◆ Directions for this task:
Show every line of the records below that contains the word "white", copying each one unchanged.

Stored records:
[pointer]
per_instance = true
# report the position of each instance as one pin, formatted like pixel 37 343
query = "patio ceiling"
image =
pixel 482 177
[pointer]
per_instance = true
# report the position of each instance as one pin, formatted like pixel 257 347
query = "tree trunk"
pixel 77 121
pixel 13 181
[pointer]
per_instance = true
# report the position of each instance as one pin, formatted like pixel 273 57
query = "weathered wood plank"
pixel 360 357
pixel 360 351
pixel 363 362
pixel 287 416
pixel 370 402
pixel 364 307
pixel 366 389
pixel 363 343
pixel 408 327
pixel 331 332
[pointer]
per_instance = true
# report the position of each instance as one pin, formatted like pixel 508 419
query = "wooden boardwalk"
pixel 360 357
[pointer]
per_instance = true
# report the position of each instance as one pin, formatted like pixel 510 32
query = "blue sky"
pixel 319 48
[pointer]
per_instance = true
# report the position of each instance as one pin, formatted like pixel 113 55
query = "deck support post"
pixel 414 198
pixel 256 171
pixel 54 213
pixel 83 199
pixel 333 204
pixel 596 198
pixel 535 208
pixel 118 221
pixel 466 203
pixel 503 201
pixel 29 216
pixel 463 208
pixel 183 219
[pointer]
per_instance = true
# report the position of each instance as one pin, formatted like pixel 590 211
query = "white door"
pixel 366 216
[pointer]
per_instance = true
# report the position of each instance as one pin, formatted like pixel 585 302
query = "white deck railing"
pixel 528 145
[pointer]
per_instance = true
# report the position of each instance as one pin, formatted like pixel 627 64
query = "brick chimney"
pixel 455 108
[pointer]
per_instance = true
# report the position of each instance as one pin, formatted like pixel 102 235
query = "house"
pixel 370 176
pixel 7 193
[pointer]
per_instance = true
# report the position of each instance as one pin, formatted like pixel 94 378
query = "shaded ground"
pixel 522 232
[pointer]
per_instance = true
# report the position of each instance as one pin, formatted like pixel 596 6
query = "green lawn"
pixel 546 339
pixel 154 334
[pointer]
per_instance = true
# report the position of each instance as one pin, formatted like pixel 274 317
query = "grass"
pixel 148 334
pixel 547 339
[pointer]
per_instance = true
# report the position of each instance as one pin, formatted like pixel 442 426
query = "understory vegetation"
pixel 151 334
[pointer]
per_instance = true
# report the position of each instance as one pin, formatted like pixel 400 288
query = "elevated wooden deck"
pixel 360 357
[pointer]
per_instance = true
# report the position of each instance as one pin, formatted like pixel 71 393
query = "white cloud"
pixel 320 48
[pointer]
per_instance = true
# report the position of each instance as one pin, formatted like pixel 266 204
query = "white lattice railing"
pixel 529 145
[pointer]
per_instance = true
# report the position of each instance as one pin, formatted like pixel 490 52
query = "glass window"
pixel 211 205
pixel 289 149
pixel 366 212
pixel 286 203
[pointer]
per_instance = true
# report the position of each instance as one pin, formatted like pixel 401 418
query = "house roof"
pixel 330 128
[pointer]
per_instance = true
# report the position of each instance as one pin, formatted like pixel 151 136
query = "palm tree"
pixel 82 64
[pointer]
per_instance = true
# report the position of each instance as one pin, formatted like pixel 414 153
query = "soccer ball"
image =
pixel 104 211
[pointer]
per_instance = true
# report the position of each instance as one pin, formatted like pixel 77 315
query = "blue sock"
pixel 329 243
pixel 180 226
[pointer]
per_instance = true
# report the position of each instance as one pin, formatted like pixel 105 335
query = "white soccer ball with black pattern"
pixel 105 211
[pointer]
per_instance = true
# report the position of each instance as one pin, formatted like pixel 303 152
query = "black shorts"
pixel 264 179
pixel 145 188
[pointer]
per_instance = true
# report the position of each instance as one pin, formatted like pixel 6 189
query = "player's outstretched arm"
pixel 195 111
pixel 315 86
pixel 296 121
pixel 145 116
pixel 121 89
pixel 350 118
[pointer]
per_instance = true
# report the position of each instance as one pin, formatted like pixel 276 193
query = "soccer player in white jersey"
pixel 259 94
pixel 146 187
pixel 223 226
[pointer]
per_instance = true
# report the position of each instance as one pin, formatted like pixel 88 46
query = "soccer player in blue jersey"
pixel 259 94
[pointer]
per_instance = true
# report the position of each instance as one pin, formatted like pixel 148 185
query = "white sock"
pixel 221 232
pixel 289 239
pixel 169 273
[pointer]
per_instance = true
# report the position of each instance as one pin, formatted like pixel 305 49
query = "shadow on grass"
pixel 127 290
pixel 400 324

◆ Solution:
query = "white door"
query = "white deck railing"
query = "white cloud"
query = "white lattice railing"
query = "white soccer ball with black pattern"
query = "soccer player in white jersey"
query = "white sock"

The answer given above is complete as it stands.